:: REQUIREMENTS ::
In your copy, reproduce the entries exactly as they are, minus the images.
BEGIN
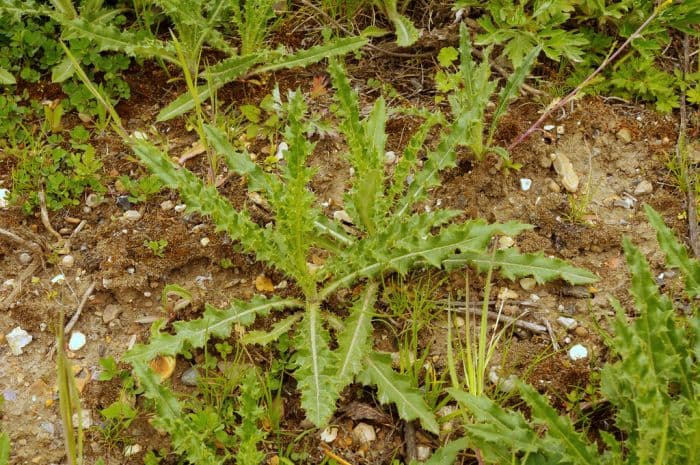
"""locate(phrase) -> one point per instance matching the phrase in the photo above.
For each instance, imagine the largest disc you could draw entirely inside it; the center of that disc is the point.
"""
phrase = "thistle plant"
(389, 236)
(652, 385)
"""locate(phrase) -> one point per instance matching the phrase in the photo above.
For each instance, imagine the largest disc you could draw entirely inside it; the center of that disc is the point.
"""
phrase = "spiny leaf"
(315, 369)
(676, 254)
(396, 388)
(214, 322)
(354, 341)
(513, 264)
(558, 427)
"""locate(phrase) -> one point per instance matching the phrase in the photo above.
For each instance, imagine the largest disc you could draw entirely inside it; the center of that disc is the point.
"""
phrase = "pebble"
(528, 284)
(578, 352)
(342, 215)
(643, 187)
(190, 376)
(123, 202)
(4, 195)
(329, 434)
(505, 242)
(111, 312)
(132, 215)
(68, 261)
(553, 187)
(364, 433)
(625, 135)
(565, 170)
(423, 453)
(77, 341)
(545, 161)
(17, 339)
(568, 323)
(93, 200)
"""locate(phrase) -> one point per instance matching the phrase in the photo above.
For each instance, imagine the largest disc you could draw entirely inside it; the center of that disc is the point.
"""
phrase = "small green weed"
(157, 247)
(64, 171)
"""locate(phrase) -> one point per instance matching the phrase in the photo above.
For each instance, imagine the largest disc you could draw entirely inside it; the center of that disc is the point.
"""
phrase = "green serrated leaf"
(559, 428)
(280, 328)
(213, 323)
(396, 388)
(354, 341)
(513, 264)
(6, 78)
(676, 254)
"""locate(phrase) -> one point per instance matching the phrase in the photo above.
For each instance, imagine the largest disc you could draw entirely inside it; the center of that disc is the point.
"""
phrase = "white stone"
(17, 339)
(342, 215)
(283, 147)
(68, 261)
(4, 195)
(77, 341)
(364, 433)
(568, 323)
(565, 170)
(329, 434)
(132, 215)
(578, 352)
(643, 187)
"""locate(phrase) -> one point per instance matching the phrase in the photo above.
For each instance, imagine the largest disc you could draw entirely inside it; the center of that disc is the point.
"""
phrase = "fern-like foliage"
(389, 236)
(653, 385)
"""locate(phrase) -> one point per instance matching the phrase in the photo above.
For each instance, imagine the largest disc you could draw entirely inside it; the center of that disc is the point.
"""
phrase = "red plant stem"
(585, 82)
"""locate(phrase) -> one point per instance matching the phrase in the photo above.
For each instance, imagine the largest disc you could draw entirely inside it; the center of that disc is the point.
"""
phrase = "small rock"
(77, 341)
(93, 200)
(568, 323)
(528, 284)
(190, 376)
(423, 453)
(111, 312)
(643, 187)
(4, 195)
(553, 187)
(123, 202)
(17, 339)
(131, 449)
(364, 433)
(132, 215)
(580, 331)
(342, 215)
(68, 261)
(565, 170)
(578, 352)
(625, 135)
(329, 434)
(545, 161)
(505, 242)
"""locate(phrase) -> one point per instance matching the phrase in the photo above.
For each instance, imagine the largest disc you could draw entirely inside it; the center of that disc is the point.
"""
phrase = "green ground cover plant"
(652, 384)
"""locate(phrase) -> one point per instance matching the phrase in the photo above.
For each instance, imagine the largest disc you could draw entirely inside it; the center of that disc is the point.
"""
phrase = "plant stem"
(590, 77)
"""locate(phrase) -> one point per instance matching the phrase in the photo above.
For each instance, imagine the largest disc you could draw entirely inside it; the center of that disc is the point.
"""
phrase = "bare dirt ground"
(616, 149)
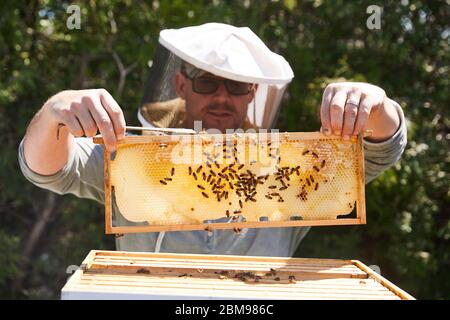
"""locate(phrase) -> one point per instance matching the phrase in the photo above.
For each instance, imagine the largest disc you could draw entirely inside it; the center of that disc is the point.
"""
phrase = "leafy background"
(408, 230)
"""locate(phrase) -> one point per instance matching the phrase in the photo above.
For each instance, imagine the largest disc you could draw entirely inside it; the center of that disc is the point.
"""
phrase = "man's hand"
(86, 112)
(351, 107)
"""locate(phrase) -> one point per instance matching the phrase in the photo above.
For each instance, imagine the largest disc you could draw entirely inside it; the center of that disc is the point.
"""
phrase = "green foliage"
(408, 228)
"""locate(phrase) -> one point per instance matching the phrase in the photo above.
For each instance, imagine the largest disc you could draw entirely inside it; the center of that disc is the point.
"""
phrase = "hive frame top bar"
(133, 140)
(139, 275)
(166, 138)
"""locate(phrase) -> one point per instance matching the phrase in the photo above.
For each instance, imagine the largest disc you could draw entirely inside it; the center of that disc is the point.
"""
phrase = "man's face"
(217, 110)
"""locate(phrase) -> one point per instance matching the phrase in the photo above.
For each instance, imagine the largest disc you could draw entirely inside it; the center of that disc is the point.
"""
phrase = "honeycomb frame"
(238, 219)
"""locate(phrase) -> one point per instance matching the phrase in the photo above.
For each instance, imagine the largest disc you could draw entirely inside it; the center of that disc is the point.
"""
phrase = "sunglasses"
(209, 85)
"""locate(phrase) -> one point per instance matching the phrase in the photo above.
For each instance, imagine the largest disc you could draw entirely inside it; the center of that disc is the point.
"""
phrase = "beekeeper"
(225, 77)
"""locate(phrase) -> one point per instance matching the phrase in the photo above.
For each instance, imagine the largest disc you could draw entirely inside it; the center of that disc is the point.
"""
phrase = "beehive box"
(133, 275)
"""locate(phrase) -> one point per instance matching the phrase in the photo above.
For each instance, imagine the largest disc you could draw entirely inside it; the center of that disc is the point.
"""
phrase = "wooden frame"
(118, 230)
(139, 275)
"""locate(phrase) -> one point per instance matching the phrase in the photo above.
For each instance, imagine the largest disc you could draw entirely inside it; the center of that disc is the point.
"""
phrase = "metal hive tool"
(186, 182)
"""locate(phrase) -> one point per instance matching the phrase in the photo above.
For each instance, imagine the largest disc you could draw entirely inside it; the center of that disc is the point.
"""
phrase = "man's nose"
(221, 91)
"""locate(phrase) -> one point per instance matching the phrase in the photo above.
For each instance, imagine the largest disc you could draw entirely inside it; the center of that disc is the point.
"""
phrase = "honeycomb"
(191, 179)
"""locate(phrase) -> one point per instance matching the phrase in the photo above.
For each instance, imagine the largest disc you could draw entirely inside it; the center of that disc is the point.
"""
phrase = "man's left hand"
(351, 107)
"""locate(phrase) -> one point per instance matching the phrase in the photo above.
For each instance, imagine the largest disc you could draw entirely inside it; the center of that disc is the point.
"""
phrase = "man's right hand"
(86, 112)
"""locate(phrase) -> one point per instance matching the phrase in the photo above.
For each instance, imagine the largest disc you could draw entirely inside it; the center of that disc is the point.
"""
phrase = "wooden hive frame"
(130, 140)
(138, 275)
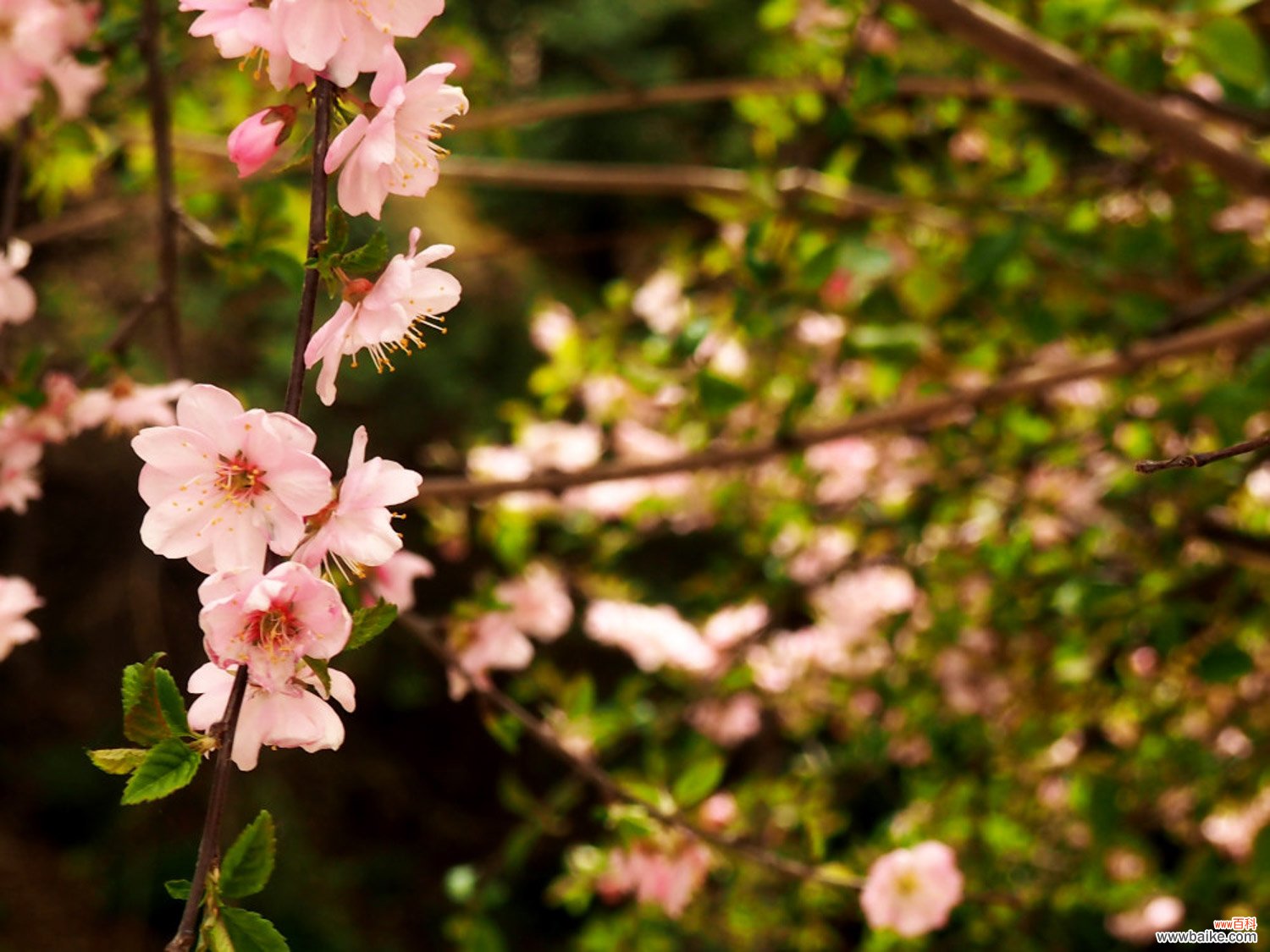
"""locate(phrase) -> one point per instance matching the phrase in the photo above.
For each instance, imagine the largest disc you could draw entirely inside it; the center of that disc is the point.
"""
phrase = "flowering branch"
END
:: THE REPLY ::
"""locate(phrase) -> one point per instance matching the phrase in the photo above.
For each instance, imagine the largest disc you could draw entirely inside it; the center of that disc is the point.
"""
phrase = "thistle plant"
(389, 236)
(652, 385)
"""locate(phrase) -> one point per instance matching the phrase in the photo above.
For each instance, imagine the largest disc you could draw entirely inside it; the center of that disc is the point.
"""
phrase = "spiny leaf"
(315, 369)
(676, 254)
(396, 388)
(214, 322)
(354, 341)
(513, 264)
(558, 427)
"""locate(phrase) -> one point per instance matching the phrase in the photo above.
For each instance, imagine the largest disc you could draw entirely inside it; the center of that disc is the point.
"""
phrase = "pebble"
(528, 284)
(578, 352)
(342, 215)
(643, 187)
(190, 376)
(123, 202)
(4, 195)
(329, 434)
(505, 242)
(111, 312)
(132, 215)
(68, 261)
(553, 187)
(364, 433)
(625, 135)
(565, 170)
(423, 453)
(77, 341)
(545, 161)
(17, 339)
(568, 323)
(93, 200)
"""locate(phrase) -> one point per instance matching the phrase in the photo above.
For each instance, imagine the largest disc you could draw entirely inside it; the center of that disc is the point.
"""
phrase = "small green weed"
(157, 247)
(64, 171)
"""locate(phrase) -> one point per instance matching the phrase in the photo above.
For each instance, imagine the largest disc you could draw entirely inside it; the center of that disc is the point.
"""
phrase = "green serrated leaf"
(559, 428)
(280, 328)
(213, 323)
(396, 388)
(354, 341)
(513, 264)
(6, 78)
(676, 254)
"""locate(phrase) -> one point per instance matching the phrase in the photo above.
For each instance, imagine the largest disc you could draw entirely inside it; the center of that disc is the point.
"""
phrase = "white stone"
(17, 339)
(342, 215)
(283, 147)
(68, 261)
(4, 195)
(77, 341)
(364, 433)
(568, 323)
(565, 170)
(329, 434)
(132, 215)
(578, 352)
(643, 187)
"""locate(phrase) -> one point per instance matching the phrase in the photo above.
For each instance, imagine the largest disc you could draw entirely inside it; the center of that disc is the point.
"""
phrase = "fern-like foliage"
(389, 236)
(653, 385)
"""locate(phrase) -> one point per instance matching the phrase in the photo above.
For each instance, imagine the largest disc you could draw entirely inside it; the center of that disc is the point.
"""
phrase = "red plant stem"
(585, 82)
"""locate(phrase) -> one point per instance matching the phrase in the photo above.
For each instance, imagine the largest disc you could draw entirely inside it; the center of that disc is the point.
"""
phrase = "small rock"
(77, 341)
(93, 200)
(568, 323)
(528, 284)
(190, 376)
(423, 453)
(111, 312)
(643, 187)
(4, 195)
(553, 187)
(123, 202)
(17, 339)
(131, 449)
(364, 433)
(132, 215)
(580, 331)
(342, 215)
(68, 261)
(565, 170)
(578, 352)
(625, 135)
(329, 434)
(545, 161)
(505, 242)
"""locate(phrase) -> one point per instance matching the phrase in the photo above.
For each instance, imagine the largest disc you could draw entirely inside it; the center of that disc is the point.
"""
phrase = "green ground cover plant"
(652, 384)
"""locate(phrase) -> one point per instance matching the phrase in the photo above.
For each instance, imagine the largest disc you could draw entirely inside it; the center of that disc is the point.
"""
phrase = "plant stem"
(590, 77)
"""locate(phrase) -> one point per instance matching the phrase in the photo above.
For each instance, imagine the largest disc you could draw entirely inside it; the center of that disc is the point.
"""
phrase = "bare dirt ground"
(616, 149)
"""locate(phrase) -> one point per instance matching the phrase in the photo above.
For each instance, imagine the largest disc you could draw entirely inside it; the center of that disc is the point.
"""
phrase = "leafy background"
(408, 230)
"""locate(phrase) -> one point per instance matching the phrase in the photo above.
For each instance, imagine the largest disc you could draw entirely inside it; the center of that disc is the point.
"""
phrase = "man's hand"
(86, 112)
(351, 107)
"""locate(phrase) -> one point per instance matching the phrase in the photo above.
For each instance, imagine the largest disc you could draw entirely inside it; the center of that disc is the point.
"""
phrase = "green foliage"
(408, 228)
"""locate(phrase) -> one point per instance matching the phrase in the photo above.
For each instance, imagine the largest disc you could draw entirely inside it; the center of that disc is the point.
"""
phrase = "hive frame top bar"
(133, 140)
(139, 275)
(166, 138)
"""locate(phrase) -> one point per instance matching the phrase in the photo above.
For each instance, imagine the largest disc you could draw entirely inside it; the center of that disc is the point.
"""
phrase = "man's face"
(217, 110)
"""locate(phrase) -> one point per instance matching the phrase in the photo above.
For each instance, imagine the largest disc you could draw entirely inside it; the center of that disc is the point.
"""
phrase = "honeycomb frame"
(238, 219)
"""locate(phrase) -> one point per instance matching the phrase in the photo above.
For each instance, imagine the largest disc you could draw entirely inside it; the center of that disc is the point.
"""
phrase = "sunglasses"
(209, 85)
"""locate(phrase) -> one point per instance matching the phrase in the photo above.
For each instance, imagine the largest disc you could draw entirely inside it; the center of that disc is the point.
"""
phrase = "beekeeper"
(225, 77)
"""locate(phrase) -> one point per instance matching the phrase in the photo above.
For each instance, imagine the largest disc you could draw entirely inside it; the center of that disc is the point.
"""
phrase = "beehive box"
(133, 275)
"""locate(phrase) -> one point per instance matching the phrase in the photo above.
For each instance, imagine the largest disc you could draw entirely inside it; the center of that disc is the point.
"""
phrase = "wooden frame"
(118, 230)
(139, 275)
"""locate(phrase) -> one point per instance matching the phrase in the photo above.
For each instance, imagine the largest disc you could draw entirely inside it; the center of that disc is the point.
"""
phrase = "metal hive tool"
(186, 182)
"""locate(phrase) -> one point per instance matching the phrase in the photo above.
For each instance, imagine the largest disc you could draw entirely inside it; the center of that disc is the point.
"""
phrase = "man's nose"
(221, 91)
"""locate(phrase) -> one point per instance matching the phrase in the photo above.
For each instance, imagine the largest disc you could draw entirely inside it; the center of that disc is the point.
"""
phrase = "honeycomb"
(191, 179)
"""locate(phrase) -> one point per instance matching the phrase in the photo above.
For each instance, imagine the largest disc you could draw entirely inside it; the center of that disc is the point.
"""
phrase = "man's left hand"
(351, 107)
"""locate(phrase) -> one point per instance matching the phrase in the photo above.
For each instance, imagine the largest disc you could draw entirely inside it; the center of that disc is the point.
"""
phrase = "man's right hand"
(86, 112)
"""locate(phrase) -> one point per instance matching the phrase in the photo above.
For each instance, imagine the largest disc you could draw entirely inside it; the center of that disc is the point.
"""
phrase = "wooden hive frame"
(130, 140)
(138, 275)
"""locate(phrase) -> one point per instance matching the phrase in the photo above.
For each instance, imagine the largest disc you could draw entirely inside it; the center of that disc is the point.
"""
phrase = "flowering branch"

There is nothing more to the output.